# DATA SHOWN

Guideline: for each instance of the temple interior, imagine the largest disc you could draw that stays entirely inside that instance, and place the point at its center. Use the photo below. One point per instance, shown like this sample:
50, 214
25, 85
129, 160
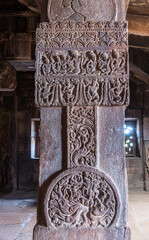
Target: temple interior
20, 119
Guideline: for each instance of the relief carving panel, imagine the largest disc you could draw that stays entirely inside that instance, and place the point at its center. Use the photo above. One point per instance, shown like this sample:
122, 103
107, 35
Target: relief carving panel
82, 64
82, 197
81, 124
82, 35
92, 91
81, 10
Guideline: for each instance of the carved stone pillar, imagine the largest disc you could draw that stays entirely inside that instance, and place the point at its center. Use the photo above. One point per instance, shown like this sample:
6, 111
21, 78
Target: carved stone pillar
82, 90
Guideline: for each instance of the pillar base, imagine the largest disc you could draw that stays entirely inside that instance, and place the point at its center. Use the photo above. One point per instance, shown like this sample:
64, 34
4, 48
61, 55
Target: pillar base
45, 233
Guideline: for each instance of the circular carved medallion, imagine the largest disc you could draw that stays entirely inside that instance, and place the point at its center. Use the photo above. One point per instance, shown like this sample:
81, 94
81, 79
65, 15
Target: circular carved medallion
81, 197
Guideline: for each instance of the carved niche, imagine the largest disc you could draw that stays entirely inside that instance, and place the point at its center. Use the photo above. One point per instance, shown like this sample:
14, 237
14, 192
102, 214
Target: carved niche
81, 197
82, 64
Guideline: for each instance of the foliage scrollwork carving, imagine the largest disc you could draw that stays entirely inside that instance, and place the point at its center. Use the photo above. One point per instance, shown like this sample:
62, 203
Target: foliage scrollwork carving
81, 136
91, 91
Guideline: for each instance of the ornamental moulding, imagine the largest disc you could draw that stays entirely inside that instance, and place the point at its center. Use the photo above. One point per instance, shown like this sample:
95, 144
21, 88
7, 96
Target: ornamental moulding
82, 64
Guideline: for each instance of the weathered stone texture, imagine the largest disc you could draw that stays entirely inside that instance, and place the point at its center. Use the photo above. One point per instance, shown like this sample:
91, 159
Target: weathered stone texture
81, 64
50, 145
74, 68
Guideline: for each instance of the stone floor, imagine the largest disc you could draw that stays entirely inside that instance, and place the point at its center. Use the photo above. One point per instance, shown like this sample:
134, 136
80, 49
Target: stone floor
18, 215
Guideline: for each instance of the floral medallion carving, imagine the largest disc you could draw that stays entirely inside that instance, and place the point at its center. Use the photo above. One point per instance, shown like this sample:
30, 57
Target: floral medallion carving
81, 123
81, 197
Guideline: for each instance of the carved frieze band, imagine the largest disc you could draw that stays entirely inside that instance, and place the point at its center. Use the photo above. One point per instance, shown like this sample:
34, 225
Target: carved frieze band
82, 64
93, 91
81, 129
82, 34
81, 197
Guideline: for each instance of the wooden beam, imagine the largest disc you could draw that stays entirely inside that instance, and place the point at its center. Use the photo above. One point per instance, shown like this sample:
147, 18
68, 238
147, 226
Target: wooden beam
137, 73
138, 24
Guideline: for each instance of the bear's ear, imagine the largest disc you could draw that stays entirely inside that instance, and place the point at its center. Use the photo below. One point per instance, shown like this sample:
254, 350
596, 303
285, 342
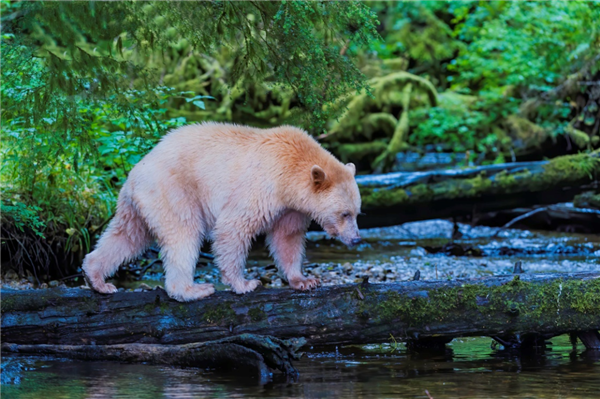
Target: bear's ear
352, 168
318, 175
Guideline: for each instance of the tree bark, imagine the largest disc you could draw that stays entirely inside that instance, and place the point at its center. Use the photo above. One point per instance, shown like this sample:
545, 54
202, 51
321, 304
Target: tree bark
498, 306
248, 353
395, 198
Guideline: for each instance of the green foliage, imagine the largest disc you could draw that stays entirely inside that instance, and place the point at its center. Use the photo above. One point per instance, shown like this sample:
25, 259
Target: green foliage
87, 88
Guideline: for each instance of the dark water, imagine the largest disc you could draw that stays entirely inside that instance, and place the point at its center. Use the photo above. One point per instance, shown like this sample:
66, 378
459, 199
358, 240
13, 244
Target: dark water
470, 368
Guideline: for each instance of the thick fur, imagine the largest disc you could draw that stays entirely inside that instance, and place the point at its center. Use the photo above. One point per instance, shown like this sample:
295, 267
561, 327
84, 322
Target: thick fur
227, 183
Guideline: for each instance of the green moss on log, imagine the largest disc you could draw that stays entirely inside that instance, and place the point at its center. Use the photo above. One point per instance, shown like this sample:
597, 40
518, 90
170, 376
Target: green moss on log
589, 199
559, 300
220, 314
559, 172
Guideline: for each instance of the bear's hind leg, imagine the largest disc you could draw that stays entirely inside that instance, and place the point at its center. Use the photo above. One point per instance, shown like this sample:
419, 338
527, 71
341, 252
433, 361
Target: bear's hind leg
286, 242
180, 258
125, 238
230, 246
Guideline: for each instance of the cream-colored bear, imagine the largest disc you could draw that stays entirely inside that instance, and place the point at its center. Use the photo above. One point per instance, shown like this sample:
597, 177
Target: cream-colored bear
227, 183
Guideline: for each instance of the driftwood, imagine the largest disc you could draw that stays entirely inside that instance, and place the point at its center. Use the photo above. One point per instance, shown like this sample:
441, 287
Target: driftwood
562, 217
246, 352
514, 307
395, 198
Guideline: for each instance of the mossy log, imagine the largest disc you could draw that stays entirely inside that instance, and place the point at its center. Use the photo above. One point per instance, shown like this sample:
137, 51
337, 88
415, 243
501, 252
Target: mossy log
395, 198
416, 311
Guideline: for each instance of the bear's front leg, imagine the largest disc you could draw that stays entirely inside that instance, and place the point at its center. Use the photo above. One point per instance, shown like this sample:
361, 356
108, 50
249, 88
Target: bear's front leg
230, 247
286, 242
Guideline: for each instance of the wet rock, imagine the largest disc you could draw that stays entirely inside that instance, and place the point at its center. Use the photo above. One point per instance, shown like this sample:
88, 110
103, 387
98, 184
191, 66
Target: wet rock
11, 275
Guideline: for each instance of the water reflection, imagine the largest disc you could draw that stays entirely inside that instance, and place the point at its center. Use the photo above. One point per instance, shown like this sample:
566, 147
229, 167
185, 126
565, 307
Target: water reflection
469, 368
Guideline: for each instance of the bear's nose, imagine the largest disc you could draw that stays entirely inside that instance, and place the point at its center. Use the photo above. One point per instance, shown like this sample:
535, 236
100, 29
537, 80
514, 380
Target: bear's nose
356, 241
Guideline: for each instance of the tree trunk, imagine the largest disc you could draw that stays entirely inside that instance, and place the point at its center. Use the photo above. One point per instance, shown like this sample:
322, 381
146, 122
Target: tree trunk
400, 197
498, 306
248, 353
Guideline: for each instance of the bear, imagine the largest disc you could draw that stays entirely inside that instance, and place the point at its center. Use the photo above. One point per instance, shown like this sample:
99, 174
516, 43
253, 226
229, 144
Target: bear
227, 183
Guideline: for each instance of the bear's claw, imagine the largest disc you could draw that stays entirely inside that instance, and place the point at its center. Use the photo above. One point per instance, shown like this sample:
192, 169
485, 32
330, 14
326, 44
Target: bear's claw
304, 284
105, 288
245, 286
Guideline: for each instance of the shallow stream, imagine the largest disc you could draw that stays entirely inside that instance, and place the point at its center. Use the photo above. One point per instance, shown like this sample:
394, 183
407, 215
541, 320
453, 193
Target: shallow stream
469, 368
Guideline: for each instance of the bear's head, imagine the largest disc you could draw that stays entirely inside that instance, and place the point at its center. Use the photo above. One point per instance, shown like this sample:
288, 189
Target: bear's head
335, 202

# WORK TO BE COMPLETED
Output all the entries exactly, minus any pictures.

# SOLUTION TO THE EXERCISE
Guideline: for each instance of the temple interior, imagine the largest disc you could draw that stays entirely inside that instance, and place the point at its center. Use the photo below. One point per instance, shown like this sample:
50, 214
25, 85
129, 160
Target: temple interior
20, 119
Guideline: for each instance of the relief carving panel, imagine the largest disc you could draw that stays entirely inside that instance, and place the point at its center. Use the photo above. One point per instance, shown like this sample:
122, 103
107, 35
Target: relief carving panel
82, 64
82, 197
81, 124
82, 35
92, 91
81, 10
Guideline: for each instance of the carved stone pillar, imagine the largest disc you could draw that stays entirely inside that instance, and place the point at its center. Use the photo above. One point per instance, shown like this sample:
6, 111
21, 78
Target: carved stone pillar
82, 90
Guideline: for each instance of the pillar base, imagine the largest disc you could draw that stays entirely inside that instance, and place the point at its center. Use the photo above. One point per instance, shown like this sample:
64, 34
4, 48
61, 55
Target: pillar base
45, 233
Guideline: for each instance of the circular carved medallion, imagine the largest disc you could draw that stays entirely inside that instance, and place the point at its center. Use the photo above. One point per instance, shown like this sample:
81, 94
81, 79
65, 15
Target: circular carved medallion
81, 197
Guideline: for each instance of the carved niche, imagine the largest disc you could draw that stays entirely inside that instance, and place the point at its center. Use the photo above. One point per instance, shown like this sample:
14, 237
14, 192
102, 214
Target: carved niche
81, 197
82, 64
Guideline: for each instance of the foliage scrollwork carving, imagine the largest disc you could draw that stays entirely inside that instance, and place the point at its center. Use the photo above. One point per instance, shown like this sample:
62, 203
Target: foliage scrollwork carving
81, 136
91, 91
Guideline: for each instance of the ornamental moulding, imagine the largest disc you could draw that stays entirely inside that instance, and place the point at its center. Use the photo above. One point per instance, shown like this sample:
95, 144
21, 88
7, 96
Target: ornamental moulding
82, 64
Guideline: for each instance of the weathered stone texture, imagine the largest disc you could draw that stays entirely inside that instance, and place the point at its center. Use the photo above. One point per instance, shown like this sample:
91, 159
Target: weathered stone texture
81, 64
50, 145
74, 68
Guideline: for each instance of the stone floor, imagine the largest disc you could draw that stays entirely inside that instance, and place the point at its center. Use the photo above. One point per instance, shown like this sample:
134, 136
80, 49
Target: stone floor
18, 215
Guideline: for each instance of the floral medallion carving, imagine the largest disc you could draw that stays entirely inside that instance, and place the point at its center. Use the photo above. One point per instance, shown like this sample:
30, 57
Target: floral medallion carving
81, 123
81, 197
Guideline: for each instance of the carved frieze band, imagine the largest disc you could draw that stays entirely inside that instance, and place the point at its center. Use the photo above. One point per instance, shown like this sample:
34, 225
Target: carved frieze band
82, 64
93, 91
81, 129
82, 34
81, 197
Guideline: for each instance of the wooden beam, imagine the largest disc you could draw that stays entirely inside that instance, and place the point at its center. Use the photo above. One point per instance, shown like this sample:
147, 18
68, 238
147, 226
Target: wooden beam
137, 73
138, 24
Guideline: for each instance of the bear's ear, imagine the largest disc you could draw that stays entirely inside that instance, and place the point at its center. Use the photo below. One point per instance, shown like this sample:
254, 350
596, 303
285, 342
Target: bear's ear
352, 168
318, 175
Guideline: for each instance of the tree bark, imagine the largest disc you could draw that stays entirely inside that instance, and place the point at its center. Use the photo above. One point per instance, shown like this sample:
545, 54
202, 51
321, 304
Target: tree bark
498, 306
248, 353
395, 198
Guideline: for each instance of the green foliage, imagine the largest disc you could draw that stays entirely inside that instance, and place the point at its center. Use the photo above. One point per instance, shown like this sample:
25, 259
Target: green foliage
87, 88
Guideline: for each instance of the dark water, imagine the largest disc you could draw that stays entirely inside that instance, and place the point at its center. Use the photo above. One point per instance, shown like this sample:
66, 378
459, 199
358, 240
13, 244
Target: dark water
470, 368
Guideline: for each instance of the thick fur, imagine the largest disc you could draw that stays entirely inside that instance, and place the point at its center. Use the photo above. One point per instance, shown like this sample:
295, 267
561, 327
84, 322
Target: thick fur
227, 183
Guideline: for each instance of the green moss on log, imagine the largest disc you could draw that stays entirely inside that instance, and place the point at its center. Use the photo above. One point per instance, shown like this sample:
597, 40
518, 90
170, 376
Target: green moss on log
589, 199
559, 300
220, 314
559, 172
Guideline: for each instance of the bear's hind leg, imagine the largest disc you could draw that stays entirely inside that instance, and place the point at its center. Use the photo above. One point per instance, shown like this sample:
419, 338
527, 71
341, 252
433, 361
Target: bear's hind leg
286, 242
180, 258
125, 238
230, 246
Guideline: for each instance of the cream-colored bear, imagine the largest disc you could draw that stays entirely inside that instance, and place the point at its center. Use the photo above. One point per instance, shown like this sample:
597, 177
Target: cream-colored bear
227, 183
Guideline: for each instance of the driftwood, imagine the largest disc you could draw that stays entirely inside that instance, and place the point at its center. Use the photo above. One point per instance, shown like this sample:
441, 287
Target: driftwood
562, 217
246, 352
514, 307
395, 198
Guideline: for each instance of the mossy log, imagine the largest disc you could draw that stays entirely inside that instance, and place the point at its center. Use the photo above. One point per instance, shown like this sample:
137, 51
337, 88
415, 243
501, 252
Target: mossy log
395, 198
416, 311
Guideline: for each instance of the bear's front leg, imagine the largest disc you could draw that stays entirely inside that instance, and place the point at its center. Use the photo above. One point per instance, shown like this sample:
361, 356
108, 50
249, 88
Target: bear's front leg
230, 247
286, 242
Guideline: for each instance of the wet rock, imagine the largest disc you could draw that stays entirely inside that instance, and place the point at its center. Use the photo above. One point per instance, shown like this sample:
88, 110
103, 387
98, 184
191, 66
Target: wet rock
11, 275
Guideline: for each instance of the water reflection, imagine the largest disc you could draw that stays entirely inside that instance, and place the point at its center. Use the photo above. One point per instance, shown like this sample:
566, 147
229, 167
185, 126
565, 307
Target: water reflection
469, 368
Guideline: for each instance of the bear's nose, imagine the largest disc you could draw that stays entirely inside that instance, and place the point at its center. Use the photo above. One point per instance, shown like this sample:
535, 236
100, 29
537, 80
514, 380
Target: bear's nose
356, 241
Guideline: for each instance of the tree trunk, imagine the largest disc you could draw that stays entirely inside that instance, and place the point at its center. Use the photo above. One point per instance, shown like this sample:
322, 381
146, 122
Target: tree trunk
400, 197
498, 306
248, 353
Guideline: for each instance of the bear, imagine the largest disc you could draw that stays entirely inside that instance, and place the point at its center. Use the photo above. One point per instance, shown like this sample:
99, 174
516, 43
253, 226
229, 144
Target: bear
227, 183
Guideline: for each instance of the bear's claw, imagine the largest disc you could draw that stays entirely inside that instance, and place the point at its center. Use the photo above. One point per instance, shown like this sample:
192, 169
485, 32
330, 14
326, 44
Target: bear's claw
304, 284
105, 288
245, 286
Guideline: for each instance of the shallow stream, imagine the largest disc you could draw that stays entirely inside that instance, and place the point at its center. Use the photo above. One point per instance, shown like this sample:
394, 183
407, 215
541, 320
453, 193
Target: shallow stream
469, 368
Guideline: for each instance of the bear's head, imagine the largest disc you could draw that stays entirely inside that instance, and place the point at its center. Use the photo above. One point per instance, shown like this sample:
288, 189
Target: bear's head
335, 202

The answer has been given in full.